Give back all of the records, exactly and completely.

DATA SECTION section start

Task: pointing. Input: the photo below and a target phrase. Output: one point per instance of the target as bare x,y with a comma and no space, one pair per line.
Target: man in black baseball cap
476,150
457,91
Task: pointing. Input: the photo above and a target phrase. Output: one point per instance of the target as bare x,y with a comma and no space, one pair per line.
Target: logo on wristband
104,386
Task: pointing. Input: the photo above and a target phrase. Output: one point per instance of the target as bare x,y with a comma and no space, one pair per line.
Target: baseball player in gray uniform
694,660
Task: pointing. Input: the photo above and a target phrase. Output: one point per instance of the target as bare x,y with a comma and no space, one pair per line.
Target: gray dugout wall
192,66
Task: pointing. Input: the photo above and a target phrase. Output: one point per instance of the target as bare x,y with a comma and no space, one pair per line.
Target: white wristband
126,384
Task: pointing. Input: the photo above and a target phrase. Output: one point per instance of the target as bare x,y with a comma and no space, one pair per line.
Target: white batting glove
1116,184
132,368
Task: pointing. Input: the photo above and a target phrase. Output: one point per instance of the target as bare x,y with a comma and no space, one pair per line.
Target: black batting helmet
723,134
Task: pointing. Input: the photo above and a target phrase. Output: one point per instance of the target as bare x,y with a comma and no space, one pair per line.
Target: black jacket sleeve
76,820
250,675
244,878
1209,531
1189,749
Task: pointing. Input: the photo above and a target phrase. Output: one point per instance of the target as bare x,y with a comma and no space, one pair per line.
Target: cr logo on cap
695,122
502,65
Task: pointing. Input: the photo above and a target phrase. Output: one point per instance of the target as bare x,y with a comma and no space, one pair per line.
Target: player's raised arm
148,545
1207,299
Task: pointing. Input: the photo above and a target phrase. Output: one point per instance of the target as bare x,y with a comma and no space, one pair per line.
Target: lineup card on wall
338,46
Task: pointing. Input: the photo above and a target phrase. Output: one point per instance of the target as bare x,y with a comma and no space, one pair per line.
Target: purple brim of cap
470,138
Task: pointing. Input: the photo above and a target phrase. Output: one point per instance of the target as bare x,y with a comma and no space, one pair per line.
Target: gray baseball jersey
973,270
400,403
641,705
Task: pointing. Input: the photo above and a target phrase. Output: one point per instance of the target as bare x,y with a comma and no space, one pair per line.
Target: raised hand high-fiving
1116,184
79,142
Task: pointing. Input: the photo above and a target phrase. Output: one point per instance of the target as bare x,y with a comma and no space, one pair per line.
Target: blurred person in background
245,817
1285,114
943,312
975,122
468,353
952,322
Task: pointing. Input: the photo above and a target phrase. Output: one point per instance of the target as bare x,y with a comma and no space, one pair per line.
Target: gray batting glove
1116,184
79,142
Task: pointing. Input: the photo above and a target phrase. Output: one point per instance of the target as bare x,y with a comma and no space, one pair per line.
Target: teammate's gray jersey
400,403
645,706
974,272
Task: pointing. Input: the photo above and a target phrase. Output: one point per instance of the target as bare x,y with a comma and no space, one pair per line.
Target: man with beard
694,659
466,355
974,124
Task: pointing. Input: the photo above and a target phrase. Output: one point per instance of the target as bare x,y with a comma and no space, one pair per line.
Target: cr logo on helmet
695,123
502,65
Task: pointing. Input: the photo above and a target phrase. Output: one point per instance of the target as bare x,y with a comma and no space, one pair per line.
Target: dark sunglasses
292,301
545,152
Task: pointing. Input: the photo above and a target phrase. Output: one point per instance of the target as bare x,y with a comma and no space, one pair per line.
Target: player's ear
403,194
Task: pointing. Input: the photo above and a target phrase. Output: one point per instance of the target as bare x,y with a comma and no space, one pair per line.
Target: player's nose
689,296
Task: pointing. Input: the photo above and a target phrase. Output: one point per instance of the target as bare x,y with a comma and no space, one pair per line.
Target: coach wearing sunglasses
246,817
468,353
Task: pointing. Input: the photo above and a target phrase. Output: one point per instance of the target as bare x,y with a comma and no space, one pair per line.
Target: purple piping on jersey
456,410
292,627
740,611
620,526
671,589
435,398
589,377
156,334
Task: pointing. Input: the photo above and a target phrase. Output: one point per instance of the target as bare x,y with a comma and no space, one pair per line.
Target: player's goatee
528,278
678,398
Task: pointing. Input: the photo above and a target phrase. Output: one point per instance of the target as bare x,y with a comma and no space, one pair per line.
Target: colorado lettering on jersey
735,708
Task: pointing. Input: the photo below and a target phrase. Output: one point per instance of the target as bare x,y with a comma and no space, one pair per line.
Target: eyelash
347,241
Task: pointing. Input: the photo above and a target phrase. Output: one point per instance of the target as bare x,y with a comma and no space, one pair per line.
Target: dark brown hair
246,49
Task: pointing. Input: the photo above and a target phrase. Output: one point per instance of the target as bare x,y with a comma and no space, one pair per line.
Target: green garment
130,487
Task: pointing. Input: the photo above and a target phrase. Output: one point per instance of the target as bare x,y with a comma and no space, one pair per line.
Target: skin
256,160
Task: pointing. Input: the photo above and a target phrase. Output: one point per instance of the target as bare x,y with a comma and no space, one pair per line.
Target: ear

DATA SECTION section end

EXERCISE SOLUTION:
Task: pointing. Input: the photo below and a target phrase. Output: one point per instance of the target as bare x,y with a comma and no space, one pair per line.
Target: man in black baseball cap
476,150
457,91
Task: pointing. Input: the photo above and a target phrase. Output: one point per instance of the target as bare x,y with a comma and no space, one pair per line.
Target: logo on wristband
104,386
Task: pointing. Input: the photo above and a target phrase. Output: one point per instance of the target as bare x,y with a comma and no space, one pair per line.
Target: baseball player in gray uniform
694,660
Task: pointing. Input: the photo above and a target phrase. Output: one point per instance of the target as bare x,y with a comma and no space, one pair per line.
Target: gray dugout wall
192,66
Task: pointing. Input: the photo above and a target phrase. Output: one point per instance of the target as bare x,y with a comma and no space, one pair per line.
Target: white wristband
126,384
Task: pointing. Input: the photo above and a target phrase. Output: one point per instance of the target as bare x,y with a comma and no space, one pair per line.
Target: white batting glove
1116,184
132,368
Task: pointing. Input: the photo above and a target phrase. Output: one point per instance of the target as bare x,y with a comma and no space, one pair per line.
Target: black batting helmet
723,134
Task: pointing. Input: the photo above and a target phrase. Output: one point per instance of the target as bare x,y with a comma and no space, one pair per line.
Target: black jacket sleeve
76,820
250,675
244,878
1209,531
1189,749
Task: pointing. Input: the photo above and a target phrase. Output: one point per instance of the target as bare x,y with a comma and no space, one pair per line.
Target: cr logo on cap
695,122
502,65
Task: pointing. Input: the photo above and a target phrase. Output: one point per instance of the target as bare x,y with a comma and no space, one pair per line.
Target: player's raised arm
148,545
1207,299
Task: pointing. Input: the photo above and a target phrase. Output: one point per instance of the target as bare x,y with a comma and no space, one pair per line.
Target: lineup card on wall
338,46
Task: pointing. Input: the photo above and a target phrase. Output: one point per instance of the target as bare x,y with a comma and no space, one pair per line.
Target: purple brim of cap
470,138
Task: pointing. Input: the photo above and a target phrase. Output: one point per instance of the target as bare x,y with a comma and no space, one pair per line.
Target: gray baseball jersey
973,270
400,403
641,705
Task: pointing. Input: the photo above and a target phrase. Output: one point per instance of the target as bare x,y with a comma and no space, one pair per line.
Target: raised hand high-fiving
1116,184
79,142
Task: pointing. Input: the photo above and a target phrase. Output: one point per instance of the target as bare x,y with a comma and no space, one pair per line.
Target: blurred person in background
245,817
1285,114
943,312
975,122
468,353
952,322
Task: pointing. Input: the photo above and a target phrase. Output: one point per instance of the target as bare x,y with a comma and no space, one pair per line.
Target: gray batting glove
1116,184
79,142
Task: pointing. Input: the photo above and a target phrase. Output: one point per instance of the target as bare x,y with a comma and no space, one pair per line.
Target: teammate's gray jersey
400,403
645,706
974,272
Task: pointing. Input: the photo above and a target phrase. Output: one point per instance of the target as bare x,y with a comma and no space, one pair per line.
Target: man with beard
694,659
466,355
974,124
Task: pointing. Input: the photo above and a target phrase. Output: one point per instance of the target as bare x,y with a comma and no space, one pair per line.
Target: cr logo on helmet
695,123
502,65
Task: pointing. Input: the photo above and a target phrase. Output: one point per instance of the target as bare x,y with a comma and no space, one pair per line.
Target: dark sunglasses
292,301
545,152
Task: pointing. Input: the photo above and a target phrase. Output: one point per instance of the target as bare x,y with a comma and no space, one pair per line.
Target: player's ear
403,194
Task: pointing. Input: the photo above and a target phrase. Output: one point per instance of the target as bare x,y with a comma and no space, one pair per line.
Target: player's nose
689,296
Task: pointing. Input: the photo above and a target phrase. Output: one point per instance of the target as bare x,y with a comma and no space, one pair per line.
Target: coach wearing sunglasses
246,817
468,353
Task: pointing. Input: the photo above and a target phrase. Output: one point per instance of the target as bare x,y with a comma and no space, one pair per line.
Target: purple piping on jersey
456,410
292,627
740,611
620,526
671,589
435,398
589,377
156,334
Task: pointing. Input: the photo above and a target phrase. Output: one point per instance of the target as bare x,y with a comma and no space, one pair per line.
Target: player's goatee
528,278
678,398
Task: pointing. Input: the photo above and a target phrase. Output: one point per instance of the target as bare x,y with a comma and no space, one pair per line.
Target: colorado lettering on jersey
735,708
Task: pointing. Input: the photo below and a target phrase. Output: one point per instance of the target as bare x,y with a comma and no space, one pair per line.
Target: eyelash
347,241
Task: pointing. Input: the photo above and a target phrase. Output: one point per instance of the target as bare x,y with a comma and no space, one pair per line.
Target: dark brown hair
246,49
Task: pointing. Input: the photo above and a target phrase. Output: one point per instance of the target as bare x,y with a comma and no space, one pair per line.
Target: green garment
130,487
Task: pointing. Input: the photo above and a target phrase. Output: one point per instance of the target as bare x,y with a comma and no space, one pair per line.
Target: skin
256,160
Task: pointing. Input: the photo above and a target phrase. Output: one point per instance of the target as bare x,y with a comma and no space, one pair per line.
Target: ear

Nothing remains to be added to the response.